--- START Records supplied ---

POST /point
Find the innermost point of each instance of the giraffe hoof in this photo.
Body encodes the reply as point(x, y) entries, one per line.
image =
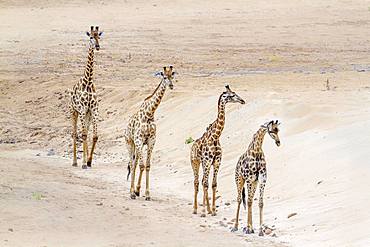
point(246, 230)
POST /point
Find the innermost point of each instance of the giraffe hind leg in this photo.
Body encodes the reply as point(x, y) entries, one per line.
point(240, 187)
point(216, 167)
point(74, 136)
point(195, 165)
point(95, 136)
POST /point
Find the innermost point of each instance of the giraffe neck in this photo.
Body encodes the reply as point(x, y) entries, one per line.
point(89, 67)
point(152, 102)
point(220, 121)
point(258, 138)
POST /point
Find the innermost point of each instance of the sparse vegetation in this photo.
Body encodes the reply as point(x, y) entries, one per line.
point(37, 196)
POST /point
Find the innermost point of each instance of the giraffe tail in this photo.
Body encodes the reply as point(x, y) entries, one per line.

--- END Records supplied ---

Change every "innermost" in the listing above to "central" and reproduce the listing with nothing else altered. Leave out the pictures.

Solution to this task:
POST /point
Find the central point of each instance of the giraffe hoof in this photo.
Body encodes the reply as point(x, y) entries, one per line.
image =
point(246, 230)
POST /point
Find the central point of each instance of the giraffe hind leg in this photo.
Body encodes the reply as point(x, y) entries, one per line.
point(240, 187)
point(216, 167)
point(74, 136)
point(195, 165)
point(95, 136)
POST /point
Find the central point of each instance of the giraffe neck in this photo.
Body encodes the reply as point(x, y) entries, one per line.
point(89, 67)
point(152, 102)
point(220, 121)
point(258, 138)
POST /point
Find the central point of each instance of the sparse vegetation in this photo.
Body encodes the reply as point(x, y) entries, one per line.
point(37, 196)
POST /point
Find the central point of each instance of the giraffe tail in this photo.
Body encodes the reply as point(x, y) entries, one per line.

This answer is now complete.